Dataset excerpt:
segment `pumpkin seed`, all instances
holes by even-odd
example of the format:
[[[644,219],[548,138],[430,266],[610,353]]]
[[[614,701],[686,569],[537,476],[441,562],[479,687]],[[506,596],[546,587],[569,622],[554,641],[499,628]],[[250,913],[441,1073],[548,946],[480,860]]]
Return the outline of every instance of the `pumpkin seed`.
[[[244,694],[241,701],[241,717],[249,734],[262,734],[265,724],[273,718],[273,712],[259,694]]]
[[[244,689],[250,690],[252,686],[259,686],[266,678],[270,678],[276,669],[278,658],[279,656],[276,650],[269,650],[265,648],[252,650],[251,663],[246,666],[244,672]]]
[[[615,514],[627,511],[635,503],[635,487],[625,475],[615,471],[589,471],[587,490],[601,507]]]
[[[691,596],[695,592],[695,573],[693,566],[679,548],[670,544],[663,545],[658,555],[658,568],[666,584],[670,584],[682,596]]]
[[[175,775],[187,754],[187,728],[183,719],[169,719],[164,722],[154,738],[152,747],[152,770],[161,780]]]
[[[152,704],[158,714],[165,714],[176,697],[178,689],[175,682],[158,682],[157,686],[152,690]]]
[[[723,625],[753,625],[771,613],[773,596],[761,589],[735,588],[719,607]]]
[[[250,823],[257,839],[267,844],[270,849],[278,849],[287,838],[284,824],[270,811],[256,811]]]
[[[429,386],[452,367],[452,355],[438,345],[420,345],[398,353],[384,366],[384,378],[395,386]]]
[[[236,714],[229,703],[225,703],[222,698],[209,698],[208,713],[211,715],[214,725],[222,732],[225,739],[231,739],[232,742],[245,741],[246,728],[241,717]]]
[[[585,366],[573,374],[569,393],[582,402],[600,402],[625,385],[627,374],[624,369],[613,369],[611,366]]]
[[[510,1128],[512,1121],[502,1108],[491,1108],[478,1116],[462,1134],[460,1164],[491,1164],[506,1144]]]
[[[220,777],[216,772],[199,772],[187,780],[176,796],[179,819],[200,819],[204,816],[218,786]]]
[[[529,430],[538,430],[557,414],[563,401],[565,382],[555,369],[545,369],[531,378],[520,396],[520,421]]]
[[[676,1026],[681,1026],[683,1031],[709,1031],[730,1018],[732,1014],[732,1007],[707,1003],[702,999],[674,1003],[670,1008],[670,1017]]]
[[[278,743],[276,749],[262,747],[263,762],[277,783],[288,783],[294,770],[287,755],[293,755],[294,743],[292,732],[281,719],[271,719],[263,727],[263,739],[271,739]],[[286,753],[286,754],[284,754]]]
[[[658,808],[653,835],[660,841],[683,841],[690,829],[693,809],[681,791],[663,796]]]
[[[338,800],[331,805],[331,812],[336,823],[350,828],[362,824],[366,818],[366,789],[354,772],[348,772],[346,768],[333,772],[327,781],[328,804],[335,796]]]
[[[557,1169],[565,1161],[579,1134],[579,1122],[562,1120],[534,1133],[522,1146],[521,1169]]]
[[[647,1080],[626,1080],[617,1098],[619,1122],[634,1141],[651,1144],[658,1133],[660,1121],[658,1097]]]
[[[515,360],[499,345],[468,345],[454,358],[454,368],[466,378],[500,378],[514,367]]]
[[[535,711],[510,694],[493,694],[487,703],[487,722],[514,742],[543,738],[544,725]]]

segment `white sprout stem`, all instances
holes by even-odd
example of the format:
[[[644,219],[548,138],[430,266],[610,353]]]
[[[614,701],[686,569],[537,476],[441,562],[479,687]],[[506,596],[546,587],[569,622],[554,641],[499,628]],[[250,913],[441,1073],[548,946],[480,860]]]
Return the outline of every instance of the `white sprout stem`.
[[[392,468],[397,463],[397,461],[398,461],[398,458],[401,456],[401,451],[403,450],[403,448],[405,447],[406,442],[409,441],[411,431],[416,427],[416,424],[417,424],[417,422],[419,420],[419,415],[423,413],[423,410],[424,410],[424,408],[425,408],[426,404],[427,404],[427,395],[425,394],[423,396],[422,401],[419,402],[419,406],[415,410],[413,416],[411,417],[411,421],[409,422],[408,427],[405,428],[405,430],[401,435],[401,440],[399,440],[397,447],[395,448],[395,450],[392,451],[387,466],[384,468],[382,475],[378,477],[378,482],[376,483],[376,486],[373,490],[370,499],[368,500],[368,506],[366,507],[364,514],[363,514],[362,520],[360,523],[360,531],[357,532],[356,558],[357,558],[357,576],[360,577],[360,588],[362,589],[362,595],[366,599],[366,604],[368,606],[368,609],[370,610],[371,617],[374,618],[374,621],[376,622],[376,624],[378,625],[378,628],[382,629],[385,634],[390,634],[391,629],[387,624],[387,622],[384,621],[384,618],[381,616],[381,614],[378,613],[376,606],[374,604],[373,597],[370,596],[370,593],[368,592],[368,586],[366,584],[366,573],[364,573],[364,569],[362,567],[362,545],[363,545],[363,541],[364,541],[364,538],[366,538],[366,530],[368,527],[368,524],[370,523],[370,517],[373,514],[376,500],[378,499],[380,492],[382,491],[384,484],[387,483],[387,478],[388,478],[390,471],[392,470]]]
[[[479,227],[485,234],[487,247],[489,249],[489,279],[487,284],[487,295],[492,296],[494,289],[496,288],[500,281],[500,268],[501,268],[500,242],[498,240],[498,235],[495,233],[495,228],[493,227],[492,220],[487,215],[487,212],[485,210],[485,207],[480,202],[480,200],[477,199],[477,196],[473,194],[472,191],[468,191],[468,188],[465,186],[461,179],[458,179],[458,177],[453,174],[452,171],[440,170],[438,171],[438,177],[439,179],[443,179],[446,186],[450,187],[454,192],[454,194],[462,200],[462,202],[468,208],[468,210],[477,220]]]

# EXERCISE DETAILS
Filter the records above down to the lines that contain the word "segment", and copy each of those lines unchanged.

# TASK RESPONSE
segment `pumpkin seed`, all instances
segment `white sprout stem`, all instances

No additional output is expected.